**EXERCISE TASKS**:
1 – Can you sum up the storage-medium claim below in two sentences?
2 – Would you transcribe the part of the storage-medium claim below between "fifth storage means" and "within the database.", inclusive?

**PAGE TEXT**:
──────────
1. A digital storage medium for storing programming instructions that, when read by a processing unit, causes the processing unit to secure a data element in a database that stores a plurality of data elements, the digital storage medium comprises:

first storage means for storing programming instructions that, when read by the processing unit, causes the processing unit, to encrypt a first security parameter based on a second security parameter to produce a secured first security parameter, wherein the first security parameter is associated with a first securing process, and wherein the second security parameter is associated with a second securing process;

second storage means for storing programming instructions that, when read by the processing unit, causes the processing unit, to receive a data element for storage in the database;

third storage means for storing programming instructions that, when read by the processing unit, causes the processing unit, to retrieve the secured first security parameter;

fourth storage means for storing programming instructions that, when read by the processing unit, causes the processing unit, to decrypt the secured first security parameter based on the second security parameter to recapture the first security parameter;

fifth storage means for storing programming instructions that, when read by the processing unit, causes the processing unit, to secure the data element based on the recaptured first security parameter to produce a secured data element within the database; and

sixth storage means for storing programming instructions that, when read by the processing unit, causes the processing unit, to store the secured data element in the database to produce a secured data element within the database.
──────────
**ENTRIES PROVIDED**:
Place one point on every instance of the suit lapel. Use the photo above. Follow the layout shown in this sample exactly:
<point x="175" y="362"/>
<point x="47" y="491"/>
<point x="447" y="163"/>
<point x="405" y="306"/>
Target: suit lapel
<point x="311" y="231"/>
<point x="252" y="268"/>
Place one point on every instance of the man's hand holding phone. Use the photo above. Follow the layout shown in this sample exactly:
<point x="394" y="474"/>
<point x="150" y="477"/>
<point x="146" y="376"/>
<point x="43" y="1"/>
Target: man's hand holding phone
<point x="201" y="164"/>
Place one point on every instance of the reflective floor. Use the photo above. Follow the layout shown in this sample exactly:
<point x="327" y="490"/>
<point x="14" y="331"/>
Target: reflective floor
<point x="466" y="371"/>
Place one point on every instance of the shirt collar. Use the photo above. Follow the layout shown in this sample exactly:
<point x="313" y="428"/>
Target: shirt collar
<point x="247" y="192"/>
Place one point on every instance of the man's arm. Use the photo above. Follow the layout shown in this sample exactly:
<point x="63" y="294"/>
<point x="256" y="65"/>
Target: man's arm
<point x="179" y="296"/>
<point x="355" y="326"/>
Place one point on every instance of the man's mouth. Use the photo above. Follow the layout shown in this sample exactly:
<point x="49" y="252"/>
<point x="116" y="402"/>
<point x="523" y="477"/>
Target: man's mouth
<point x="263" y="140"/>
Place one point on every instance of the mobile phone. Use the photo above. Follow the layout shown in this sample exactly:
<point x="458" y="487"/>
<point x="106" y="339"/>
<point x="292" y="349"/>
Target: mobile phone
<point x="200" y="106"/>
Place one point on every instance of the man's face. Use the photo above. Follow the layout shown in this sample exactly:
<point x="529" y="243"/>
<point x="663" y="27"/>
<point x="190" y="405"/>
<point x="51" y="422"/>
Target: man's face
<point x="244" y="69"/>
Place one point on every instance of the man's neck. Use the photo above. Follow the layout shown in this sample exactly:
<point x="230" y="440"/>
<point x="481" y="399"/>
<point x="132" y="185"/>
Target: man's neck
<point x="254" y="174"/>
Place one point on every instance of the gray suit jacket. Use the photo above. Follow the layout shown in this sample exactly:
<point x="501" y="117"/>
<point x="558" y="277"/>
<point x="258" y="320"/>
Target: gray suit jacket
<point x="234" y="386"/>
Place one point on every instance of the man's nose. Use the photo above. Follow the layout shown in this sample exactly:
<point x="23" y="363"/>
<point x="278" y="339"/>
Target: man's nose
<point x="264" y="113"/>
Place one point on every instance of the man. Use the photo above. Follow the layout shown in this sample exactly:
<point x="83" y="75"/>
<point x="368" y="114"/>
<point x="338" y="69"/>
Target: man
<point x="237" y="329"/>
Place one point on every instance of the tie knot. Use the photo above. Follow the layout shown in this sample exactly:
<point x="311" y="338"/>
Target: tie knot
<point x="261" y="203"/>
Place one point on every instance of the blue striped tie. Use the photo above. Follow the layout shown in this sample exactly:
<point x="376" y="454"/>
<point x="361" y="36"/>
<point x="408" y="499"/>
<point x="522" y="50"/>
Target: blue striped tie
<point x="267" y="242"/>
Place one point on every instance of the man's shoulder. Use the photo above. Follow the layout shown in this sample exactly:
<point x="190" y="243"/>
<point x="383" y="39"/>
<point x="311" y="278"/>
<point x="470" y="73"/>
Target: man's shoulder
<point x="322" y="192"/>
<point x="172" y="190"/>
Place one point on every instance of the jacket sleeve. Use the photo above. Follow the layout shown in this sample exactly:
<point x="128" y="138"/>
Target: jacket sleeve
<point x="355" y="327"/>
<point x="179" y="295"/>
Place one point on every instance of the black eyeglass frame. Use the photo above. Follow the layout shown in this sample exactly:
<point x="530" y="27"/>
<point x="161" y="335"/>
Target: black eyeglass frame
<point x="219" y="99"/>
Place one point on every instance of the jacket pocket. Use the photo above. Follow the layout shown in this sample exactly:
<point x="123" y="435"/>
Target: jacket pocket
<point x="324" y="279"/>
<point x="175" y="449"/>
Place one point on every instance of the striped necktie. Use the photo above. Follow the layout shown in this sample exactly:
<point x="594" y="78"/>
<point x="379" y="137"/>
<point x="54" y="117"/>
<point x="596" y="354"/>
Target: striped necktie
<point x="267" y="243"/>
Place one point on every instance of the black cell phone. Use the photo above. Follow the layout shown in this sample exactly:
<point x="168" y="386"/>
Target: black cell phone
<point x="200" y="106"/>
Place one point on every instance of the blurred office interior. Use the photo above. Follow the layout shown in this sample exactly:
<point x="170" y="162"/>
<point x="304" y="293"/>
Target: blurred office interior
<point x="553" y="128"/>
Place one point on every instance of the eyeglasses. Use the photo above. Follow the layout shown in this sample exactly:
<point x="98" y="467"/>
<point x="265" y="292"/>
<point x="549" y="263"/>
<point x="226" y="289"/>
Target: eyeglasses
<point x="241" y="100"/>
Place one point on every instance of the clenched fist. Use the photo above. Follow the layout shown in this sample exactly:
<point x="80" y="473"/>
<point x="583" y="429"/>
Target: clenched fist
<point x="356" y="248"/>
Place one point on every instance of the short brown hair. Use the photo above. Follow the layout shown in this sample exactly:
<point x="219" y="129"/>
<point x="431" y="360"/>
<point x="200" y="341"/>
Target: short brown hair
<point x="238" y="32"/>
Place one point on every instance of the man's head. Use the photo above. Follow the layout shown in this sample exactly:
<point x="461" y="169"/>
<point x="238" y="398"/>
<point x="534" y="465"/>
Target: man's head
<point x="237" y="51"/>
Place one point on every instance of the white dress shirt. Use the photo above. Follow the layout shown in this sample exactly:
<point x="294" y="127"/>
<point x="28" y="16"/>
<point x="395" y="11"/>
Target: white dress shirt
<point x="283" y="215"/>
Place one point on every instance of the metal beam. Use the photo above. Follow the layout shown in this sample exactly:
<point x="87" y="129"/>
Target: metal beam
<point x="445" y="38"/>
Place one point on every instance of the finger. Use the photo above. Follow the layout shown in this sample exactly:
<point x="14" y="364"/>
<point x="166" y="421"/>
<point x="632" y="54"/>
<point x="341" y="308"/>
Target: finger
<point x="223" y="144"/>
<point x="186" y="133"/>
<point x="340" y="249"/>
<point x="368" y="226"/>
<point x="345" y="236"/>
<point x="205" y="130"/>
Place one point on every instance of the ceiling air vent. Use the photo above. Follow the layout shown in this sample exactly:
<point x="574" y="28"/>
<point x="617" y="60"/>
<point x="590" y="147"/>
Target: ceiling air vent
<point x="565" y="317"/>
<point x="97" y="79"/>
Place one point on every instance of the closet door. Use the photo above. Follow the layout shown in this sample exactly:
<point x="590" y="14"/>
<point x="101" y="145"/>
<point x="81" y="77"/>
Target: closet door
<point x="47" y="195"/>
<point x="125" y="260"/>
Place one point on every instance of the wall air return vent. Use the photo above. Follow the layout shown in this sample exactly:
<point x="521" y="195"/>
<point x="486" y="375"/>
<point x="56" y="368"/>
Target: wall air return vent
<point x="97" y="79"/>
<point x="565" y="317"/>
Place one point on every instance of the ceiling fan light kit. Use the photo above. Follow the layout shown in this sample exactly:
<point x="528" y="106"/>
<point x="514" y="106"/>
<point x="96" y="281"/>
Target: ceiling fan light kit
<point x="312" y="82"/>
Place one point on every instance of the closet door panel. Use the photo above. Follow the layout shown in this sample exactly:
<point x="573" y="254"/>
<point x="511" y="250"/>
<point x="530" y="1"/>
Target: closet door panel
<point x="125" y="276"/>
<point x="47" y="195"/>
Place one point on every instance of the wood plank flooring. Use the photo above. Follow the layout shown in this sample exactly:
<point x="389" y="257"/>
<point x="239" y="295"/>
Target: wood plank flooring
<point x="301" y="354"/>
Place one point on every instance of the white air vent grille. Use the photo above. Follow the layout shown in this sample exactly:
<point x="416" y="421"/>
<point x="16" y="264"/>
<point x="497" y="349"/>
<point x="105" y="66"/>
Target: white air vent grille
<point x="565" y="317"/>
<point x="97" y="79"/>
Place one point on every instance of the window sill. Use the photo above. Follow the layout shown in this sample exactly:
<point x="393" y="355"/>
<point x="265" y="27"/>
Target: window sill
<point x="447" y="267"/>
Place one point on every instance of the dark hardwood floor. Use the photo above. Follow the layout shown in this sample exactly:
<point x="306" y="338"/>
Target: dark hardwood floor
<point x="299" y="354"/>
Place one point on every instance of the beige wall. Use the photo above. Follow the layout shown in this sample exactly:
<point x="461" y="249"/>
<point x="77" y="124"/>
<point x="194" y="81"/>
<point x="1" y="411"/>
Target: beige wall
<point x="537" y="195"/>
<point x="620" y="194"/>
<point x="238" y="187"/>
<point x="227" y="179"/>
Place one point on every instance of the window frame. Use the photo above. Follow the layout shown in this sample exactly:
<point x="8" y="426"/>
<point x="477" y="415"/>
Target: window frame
──────────
**ANSWERS**:
1 – The claim covers a digital storage medium holding programming instructions that cause a processing unit to secure a data element in a database that stores a plurality of data elements. Through six storage means, the instructions have the unit encrypt a first security parameter based on a second one, receive a data element, retrieve and decrypt the secured first parameter, secure the data element with the recaptured parameter, and store the secured data element in the database.

2 –
fifth storage means for storing programming instructions that, when read by the processing unit, causes the processing unit, to secure the data element based on the recaptured first security parameter to produce a secured data element within the database; and

sixth storage means for storing programming instructions that, when read by the processing unit, causes the processing unit, to store the secured data element in the database to produce a secured data element within the database.